Extracted data:
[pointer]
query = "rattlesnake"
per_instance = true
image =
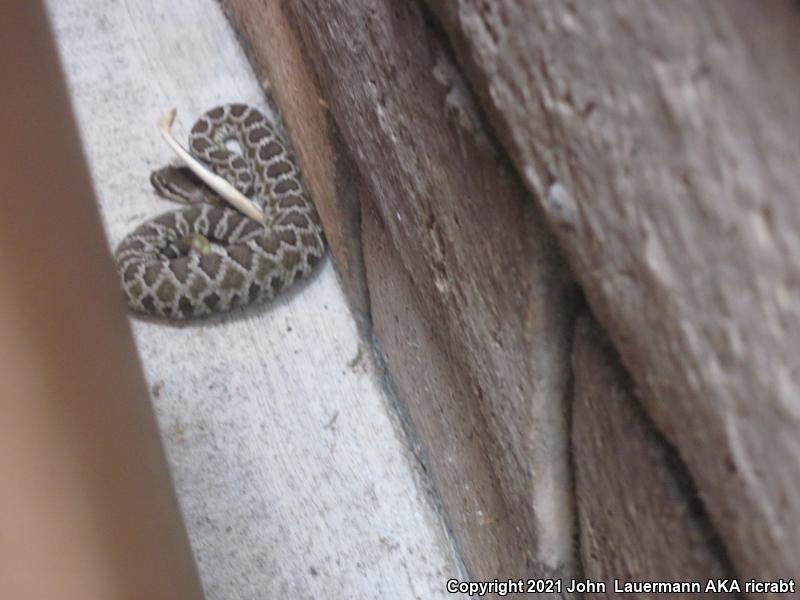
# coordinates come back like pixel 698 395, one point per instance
pixel 207 258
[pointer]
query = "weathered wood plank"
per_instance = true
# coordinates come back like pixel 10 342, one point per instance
pixel 661 140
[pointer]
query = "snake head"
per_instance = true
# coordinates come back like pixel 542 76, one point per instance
pixel 179 184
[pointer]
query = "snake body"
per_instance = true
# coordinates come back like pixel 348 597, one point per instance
pixel 206 257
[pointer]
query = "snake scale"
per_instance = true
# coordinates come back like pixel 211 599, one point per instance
pixel 206 257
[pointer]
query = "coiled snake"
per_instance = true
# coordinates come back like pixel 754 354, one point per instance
pixel 207 257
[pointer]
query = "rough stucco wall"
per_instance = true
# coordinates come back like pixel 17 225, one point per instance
pixel 661 139
pixel 639 517
pixel 475 258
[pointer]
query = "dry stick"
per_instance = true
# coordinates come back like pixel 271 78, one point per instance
pixel 214 181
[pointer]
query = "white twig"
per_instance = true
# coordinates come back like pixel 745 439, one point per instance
pixel 214 181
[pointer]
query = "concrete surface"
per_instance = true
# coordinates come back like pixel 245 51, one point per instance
pixel 292 473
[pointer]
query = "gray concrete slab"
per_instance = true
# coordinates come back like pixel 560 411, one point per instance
pixel 292 474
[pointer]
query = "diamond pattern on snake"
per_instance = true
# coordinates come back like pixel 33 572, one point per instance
pixel 207 257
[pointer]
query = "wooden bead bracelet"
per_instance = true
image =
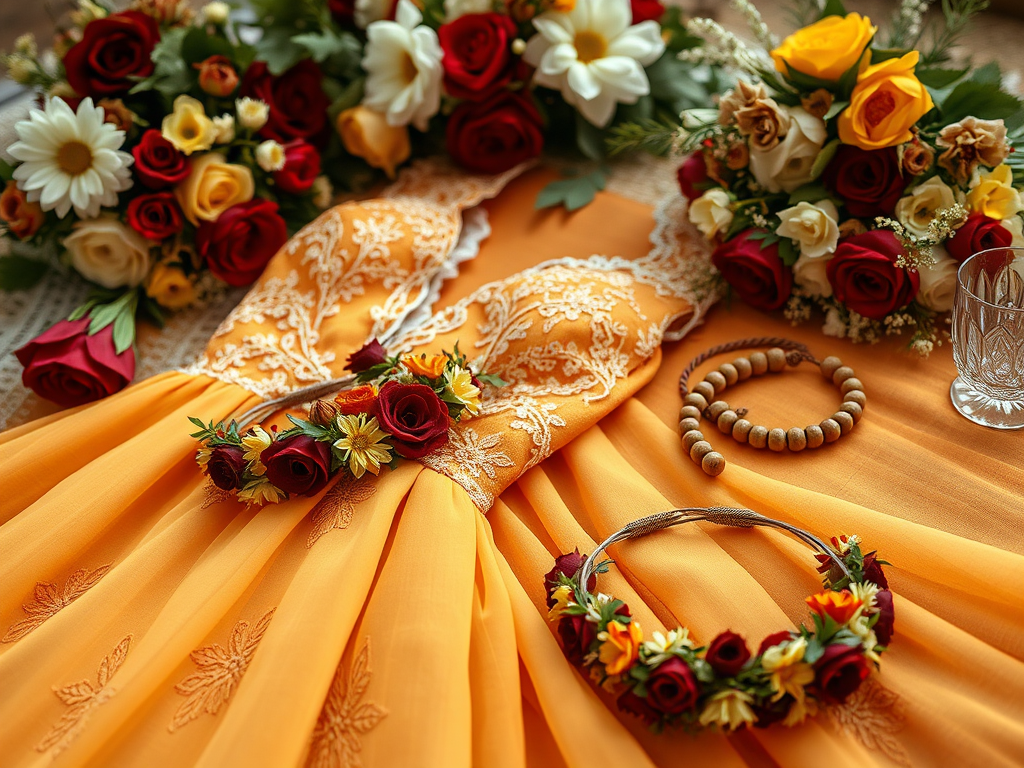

Instructions for the task:
Set the listing down again exactly, skipping each picture.

Task solution:
[pointer]
query = "rattlesnake"
per_instance = true
image =
# coordinates come back like pixel 698 395, one point per instance
pixel 207 258
[pointer]
query = "weathered wood plank"
per_instance = true
# coordinates come back like pixel 10 342, one point per instance
pixel 661 140
[pointer]
query = "snake head"
per_instance = true
# coordinates come back like pixel 542 76, one point per instance
pixel 179 184
[pointer]
query = "snake body"
per_instance = true
# coordinates come back like pixel 348 597, one point per instance
pixel 206 257
[pointer]
query = "snake scale"
per_instance = true
# coordinates come back like pixel 211 599, one point per instance
pixel 206 257
[pointer]
query = "coiled snake"
per_instance = true
# coordinates come back like pixel 754 354, one point per instance
pixel 207 257
[pointer]
query = "rough stucco wall"
per_instance = true
# coordinates come back like pixel 17 225, one point per instance
pixel 661 139
pixel 639 517
pixel 475 258
[pointer]
query = "dry stick"
per_instance = true
# coordinates come back like pixel 271 78, one point per instance
pixel 214 181
[pointer]
query = "white twig"
per_instance = true
# coordinates come back like pixel 745 439, one point per instance
pixel 214 181
[pointer]
query = "concrete surface"
per_instance = true
# coordinates come back like pixel 245 51, one point per instance
pixel 292 473
[pointer]
query = "gray concrete slab"
per_instance = true
# coordinates come back like pixel 560 411, one point per instance
pixel 292 474
[pointer]
query = "diamond pattern on snake"
per_instance = true
# coordinates come back like pixel 33 572, one point per instance
pixel 207 257
[pointer]
query = "wooden bead bracelet"
per_instance = true
image =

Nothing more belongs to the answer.